### Conjunto de tarefas:
1. No texto sobre José Eduardo dos Santos, quem é apontado como tendo sido feito na fábrica de pioneiros de um MPLA santista?
2. Prossiga o texto sobre José Eduardo dos Santos a partir do ponto em que termina.

José Eduardo dos Santos foi um ditador profundamente corrupto, um dos mais perniciosos governantes do continente africano do último meio século.
Numa tentativa muito lusa de aliviar tão pesada herança, não são poucos os portugueses relevantes que lhe dedicam a autoria do fim da guerra civil e o elevam na sua decisão de abandonar o poder. São quase provocadoras essas apreciações e não iludem o que de profundamente negativo teve o seu consulado.
Um comunista nunca deixa de ser um comunista. É o que confirmamos hoje no percurso pérfido de Putin. Dos Santos também nunca deixou de usar a sua cultura soviética para afirmar o partido único marxista leninista e, depois, para afirmar a sua “democracia” unipessoal.
É por isso que rejeitamos a parte benévola do homem que teria feito a paz e teria construído a democracia. Ele fez a paz em cima do cadáver do seu principal adversário e construiu o seu poder em cima de uma para-democracia caudilhista.
Em quase todo o seu consulado se certificaram as dependências através de uma estrutura cleptómana. À sua volta foram criados vários círculos de subordinados. Os seus filhos, os seus generais, os seus ministros. Todos a exaurirem os imensos recursos daquele país cheio de potencial, todos criando fortunas incompreensíveis.
Para que Luanda acolhesse as empresas portuguesas fomos fechando os olhos às participações de Isabel dos Santos em grupos nacionais estratégicos; para que Portugal ainda se fizesse valer na CPLP cedemos no Estado de Direito.
Foi Dos Santos quem obrigou os países de língua oficial portuguesa a aceitar um país onde nem 1% da população fala a língua de Pessoa e onde a pena de morte é aplicada com frequência. Para ele, todas essas questões eram menores. A Guiné Equatorial tem menos legitimidade para estar na commonwealth do antigo império manuelino do que países europeus como o Luxemburgo ou a Bélgica.
Propalar a transição como exemplar é uma afronta. João Lourenço foi feito na fábrica de pioneiros de um MPLA santista. Ao longo das décadas de partido único foi dos mais submissos do chefe. Conseguiu ir progressivamente ganhando a sua emancipação por ser um dos menos maus de todos os possíveis sucessores, talvez até aquele que melhor faria para se manter o poder dos velhos ortodoxos. Olhar para Manuel Vicente, outro dos possíveis sucessores, é olhar, ainda hoje, o descalabro da Sonangol enquanto exemplo do mais infame roubo.

### Dados fornecidos:
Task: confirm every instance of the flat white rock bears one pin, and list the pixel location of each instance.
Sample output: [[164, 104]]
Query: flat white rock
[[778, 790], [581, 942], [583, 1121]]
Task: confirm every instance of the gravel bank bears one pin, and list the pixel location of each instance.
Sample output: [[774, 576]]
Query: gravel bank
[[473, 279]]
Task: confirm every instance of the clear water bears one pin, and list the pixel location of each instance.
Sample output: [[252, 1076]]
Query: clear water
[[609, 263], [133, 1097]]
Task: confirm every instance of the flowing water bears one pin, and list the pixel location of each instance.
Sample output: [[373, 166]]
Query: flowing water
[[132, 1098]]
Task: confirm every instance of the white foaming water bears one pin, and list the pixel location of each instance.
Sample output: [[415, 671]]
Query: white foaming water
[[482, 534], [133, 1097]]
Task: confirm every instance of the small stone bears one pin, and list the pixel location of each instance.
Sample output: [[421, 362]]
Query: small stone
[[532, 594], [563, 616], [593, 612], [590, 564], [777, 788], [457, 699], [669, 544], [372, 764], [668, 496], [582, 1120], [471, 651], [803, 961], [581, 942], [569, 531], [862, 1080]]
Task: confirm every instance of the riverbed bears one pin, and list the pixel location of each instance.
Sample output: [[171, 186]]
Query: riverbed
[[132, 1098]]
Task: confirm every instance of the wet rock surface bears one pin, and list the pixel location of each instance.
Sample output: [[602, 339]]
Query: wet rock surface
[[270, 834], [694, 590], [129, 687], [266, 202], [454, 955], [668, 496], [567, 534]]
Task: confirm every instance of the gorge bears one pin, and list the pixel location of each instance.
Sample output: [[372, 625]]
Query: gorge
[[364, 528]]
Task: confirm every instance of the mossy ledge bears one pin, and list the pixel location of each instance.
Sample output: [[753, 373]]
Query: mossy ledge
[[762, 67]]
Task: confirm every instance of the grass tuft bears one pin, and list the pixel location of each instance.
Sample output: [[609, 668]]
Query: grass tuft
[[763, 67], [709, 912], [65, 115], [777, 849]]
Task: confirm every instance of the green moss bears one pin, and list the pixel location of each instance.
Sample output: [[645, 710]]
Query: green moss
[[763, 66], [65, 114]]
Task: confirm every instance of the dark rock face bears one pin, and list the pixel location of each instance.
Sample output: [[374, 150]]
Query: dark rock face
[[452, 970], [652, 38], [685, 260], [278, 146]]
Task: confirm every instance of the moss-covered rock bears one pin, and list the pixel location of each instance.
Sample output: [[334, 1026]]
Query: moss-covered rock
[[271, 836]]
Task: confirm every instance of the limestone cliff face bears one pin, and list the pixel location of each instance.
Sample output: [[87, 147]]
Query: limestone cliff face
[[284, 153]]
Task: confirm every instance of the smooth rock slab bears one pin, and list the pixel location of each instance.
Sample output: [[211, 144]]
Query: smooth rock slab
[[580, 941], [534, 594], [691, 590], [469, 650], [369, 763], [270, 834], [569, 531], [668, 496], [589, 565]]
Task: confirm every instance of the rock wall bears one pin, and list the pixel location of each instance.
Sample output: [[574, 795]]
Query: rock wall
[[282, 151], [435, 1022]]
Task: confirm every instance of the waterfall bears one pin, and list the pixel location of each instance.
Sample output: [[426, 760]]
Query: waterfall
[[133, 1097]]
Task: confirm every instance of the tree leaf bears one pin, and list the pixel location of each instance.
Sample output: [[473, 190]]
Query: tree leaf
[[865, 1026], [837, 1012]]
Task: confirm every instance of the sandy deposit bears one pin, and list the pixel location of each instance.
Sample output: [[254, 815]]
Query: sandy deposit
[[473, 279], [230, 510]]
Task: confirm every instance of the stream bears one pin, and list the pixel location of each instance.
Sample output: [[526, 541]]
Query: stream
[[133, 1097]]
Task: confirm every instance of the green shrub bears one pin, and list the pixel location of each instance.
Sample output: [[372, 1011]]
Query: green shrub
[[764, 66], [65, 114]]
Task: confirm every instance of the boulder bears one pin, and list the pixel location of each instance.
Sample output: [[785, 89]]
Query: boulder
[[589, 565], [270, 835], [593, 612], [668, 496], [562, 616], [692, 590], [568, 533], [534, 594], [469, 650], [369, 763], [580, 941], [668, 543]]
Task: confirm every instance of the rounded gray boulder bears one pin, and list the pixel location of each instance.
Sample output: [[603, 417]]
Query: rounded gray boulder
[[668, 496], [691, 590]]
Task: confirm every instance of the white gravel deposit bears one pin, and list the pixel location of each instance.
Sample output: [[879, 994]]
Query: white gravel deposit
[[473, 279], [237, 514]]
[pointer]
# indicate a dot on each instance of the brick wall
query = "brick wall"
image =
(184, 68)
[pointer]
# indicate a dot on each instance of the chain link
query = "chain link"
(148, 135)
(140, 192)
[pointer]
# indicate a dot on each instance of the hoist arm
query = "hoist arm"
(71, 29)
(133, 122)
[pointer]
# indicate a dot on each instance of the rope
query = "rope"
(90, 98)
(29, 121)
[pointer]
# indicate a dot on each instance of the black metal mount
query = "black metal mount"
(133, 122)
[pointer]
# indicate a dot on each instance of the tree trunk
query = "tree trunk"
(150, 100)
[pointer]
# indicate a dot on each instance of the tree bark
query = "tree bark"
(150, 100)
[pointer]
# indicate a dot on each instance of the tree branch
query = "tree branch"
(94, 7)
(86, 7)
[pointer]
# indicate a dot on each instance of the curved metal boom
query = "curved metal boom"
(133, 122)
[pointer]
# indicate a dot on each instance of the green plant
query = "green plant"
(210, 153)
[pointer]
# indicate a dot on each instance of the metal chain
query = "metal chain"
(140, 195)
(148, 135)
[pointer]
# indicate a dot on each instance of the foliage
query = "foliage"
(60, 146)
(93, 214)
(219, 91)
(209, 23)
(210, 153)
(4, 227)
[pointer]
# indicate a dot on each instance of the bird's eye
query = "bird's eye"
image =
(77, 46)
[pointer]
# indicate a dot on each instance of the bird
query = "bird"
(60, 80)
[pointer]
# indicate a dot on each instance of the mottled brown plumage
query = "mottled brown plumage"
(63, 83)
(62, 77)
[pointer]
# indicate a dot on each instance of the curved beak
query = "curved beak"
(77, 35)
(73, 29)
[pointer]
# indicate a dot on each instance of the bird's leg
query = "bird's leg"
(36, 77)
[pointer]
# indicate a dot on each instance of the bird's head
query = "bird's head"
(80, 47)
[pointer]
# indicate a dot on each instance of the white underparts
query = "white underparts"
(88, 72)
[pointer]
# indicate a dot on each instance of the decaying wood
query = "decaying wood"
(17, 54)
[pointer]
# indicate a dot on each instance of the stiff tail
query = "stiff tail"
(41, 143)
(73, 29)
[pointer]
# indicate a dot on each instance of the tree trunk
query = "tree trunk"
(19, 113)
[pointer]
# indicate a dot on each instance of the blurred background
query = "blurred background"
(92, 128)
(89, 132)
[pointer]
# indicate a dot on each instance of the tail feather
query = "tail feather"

### Resultados do exercício:
1. João Lourenço.

2.
O mandato de Lourenço que agora termina, foi duro e implicou longos períodos de contração da economia. E essa realidade económica somada a uma tentativa de promover alguma purificação nas estruturas das administrações angolanas, por implicação do Ocidente, fazem dele um candidato à reeleição cheio de fragilidades.
E também fazem dele o principal alvo de alguns dos filhos de Dos Santos, gente mal formada, psicologicamente aparentando doença e comprovadamente desrespeitadora do sofredor povo angolano. Os herdeiros de Dos Santos são o que mais vil apareceu por estes dias na imprensa internacional.
O pedido feito à justiça espanhola para que fosse verificado se o velho autocrata teria sido assassinado; a enunciação de um oferecimento para uma negociação com a UNITA do regresso do pai após as eleições; a clara afirmação de uma troca entre um féretro e uma amnistia, tudo demonstra a loucura que se atravessa na família do ex-ditador.
Claro está, este filme infausto cria graves problemas a Lourenço. O MPLA nunca terá estado tão perto de perder o poder e se o perder será pela mão dos comissionistas filhos do ditador.
E é perante a reivindicação de uma amnistia para filhos e amigos de Dos Santos que se verá a resistência que Lourenço garantirá no seu legado de presidente. Seja qual for o trilho que seguir nunca deixará de ser um caminho de pedras, mas perder com honra é melhor do que vencer como um helminto.
Portugal tem uma ligação profunda com Angola. Essa ligação deve fazer-se de forma adulta e respeitosa. Mas não deve deixar de assinalar que qualquer amnistia seria um retrocesso enorme que a comunidade internacional iria assinalar ruidosamente.
Dos Santos que regresse a Luanda quando a família quiser. Que os angolanos façam, com o seu funeral, o enterro de um péssimo tempo. E que todos os que no passado desapossaram o povo daquele país sejam julgados e condenados.